Task description: Rewrite the material below as a numbered list, skipping any blank lines and omitting the pictures.

Data listing:
--- START ---
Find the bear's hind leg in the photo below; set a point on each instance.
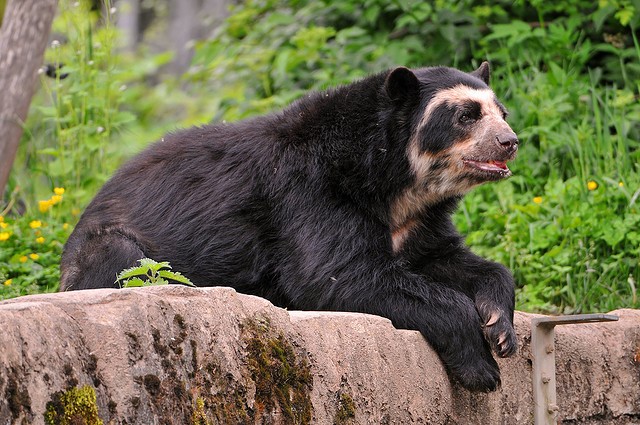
(94, 260)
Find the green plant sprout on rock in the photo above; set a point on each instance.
(150, 273)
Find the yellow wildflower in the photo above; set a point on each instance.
(44, 206)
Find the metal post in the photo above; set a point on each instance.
(544, 362)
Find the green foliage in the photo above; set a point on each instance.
(30, 248)
(73, 406)
(568, 71)
(154, 273)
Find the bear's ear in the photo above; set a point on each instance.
(482, 72)
(401, 83)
--- END ---
Reply:
1. Find the bear's hind leg in the photo below; set a point on each instance.
2. (94, 260)
3. Find the green plant sprout on rock in the photo above; set a point on each instance.
4. (150, 273)
5. Find the yellow wildflower in the photo above; set a point on each instance.
6. (44, 206)
7. Find the metal post in the photo above; set a point on each instance.
8. (544, 362)
9. Find the green foliage in the photo above; set a point on each instance.
10. (30, 248)
11. (73, 406)
12. (568, 71)
13. (154, 273)
14. Find the bear's ear in the photo above; set a point on each instance.
15. (482, 72)
16. (401, 83)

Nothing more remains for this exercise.